EXERCISE DESCRIPTION —
Go through the lines below and copy any that hold the string "bank".

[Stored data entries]

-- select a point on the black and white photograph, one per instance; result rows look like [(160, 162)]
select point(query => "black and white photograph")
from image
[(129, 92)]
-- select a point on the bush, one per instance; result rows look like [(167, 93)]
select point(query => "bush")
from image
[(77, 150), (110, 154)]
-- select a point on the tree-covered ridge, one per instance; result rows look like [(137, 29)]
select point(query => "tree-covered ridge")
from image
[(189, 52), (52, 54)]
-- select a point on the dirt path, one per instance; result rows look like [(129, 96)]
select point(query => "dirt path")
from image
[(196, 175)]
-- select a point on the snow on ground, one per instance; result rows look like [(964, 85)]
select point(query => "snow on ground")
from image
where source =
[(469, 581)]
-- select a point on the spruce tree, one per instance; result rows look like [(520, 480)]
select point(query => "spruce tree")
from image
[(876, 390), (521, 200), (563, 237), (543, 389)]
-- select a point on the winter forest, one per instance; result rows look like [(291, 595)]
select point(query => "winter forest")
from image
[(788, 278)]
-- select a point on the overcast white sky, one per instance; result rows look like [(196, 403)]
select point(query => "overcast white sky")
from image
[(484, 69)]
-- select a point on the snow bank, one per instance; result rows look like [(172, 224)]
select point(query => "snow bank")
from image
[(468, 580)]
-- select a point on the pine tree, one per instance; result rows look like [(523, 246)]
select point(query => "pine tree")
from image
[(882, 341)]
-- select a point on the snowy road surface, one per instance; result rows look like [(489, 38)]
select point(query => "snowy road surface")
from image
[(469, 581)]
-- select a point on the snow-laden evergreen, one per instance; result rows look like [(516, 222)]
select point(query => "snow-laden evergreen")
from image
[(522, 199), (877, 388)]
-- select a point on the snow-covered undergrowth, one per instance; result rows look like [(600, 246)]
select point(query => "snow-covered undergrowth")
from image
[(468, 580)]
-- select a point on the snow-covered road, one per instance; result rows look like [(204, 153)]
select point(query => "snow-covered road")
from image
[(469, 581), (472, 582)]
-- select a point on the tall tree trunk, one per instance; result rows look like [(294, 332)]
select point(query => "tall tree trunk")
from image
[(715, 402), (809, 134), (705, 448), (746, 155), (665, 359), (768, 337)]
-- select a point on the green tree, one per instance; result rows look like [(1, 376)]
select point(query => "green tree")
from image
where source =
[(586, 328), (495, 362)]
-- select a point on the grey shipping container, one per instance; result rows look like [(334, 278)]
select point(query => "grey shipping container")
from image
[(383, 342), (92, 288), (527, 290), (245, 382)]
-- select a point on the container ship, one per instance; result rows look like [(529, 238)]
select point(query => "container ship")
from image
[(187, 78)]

ANSWER TO THE EXERCISE —
-- select a point on the snow bank, one per instance; result rows look like [(172, 224)]
select point(query => "snow bank")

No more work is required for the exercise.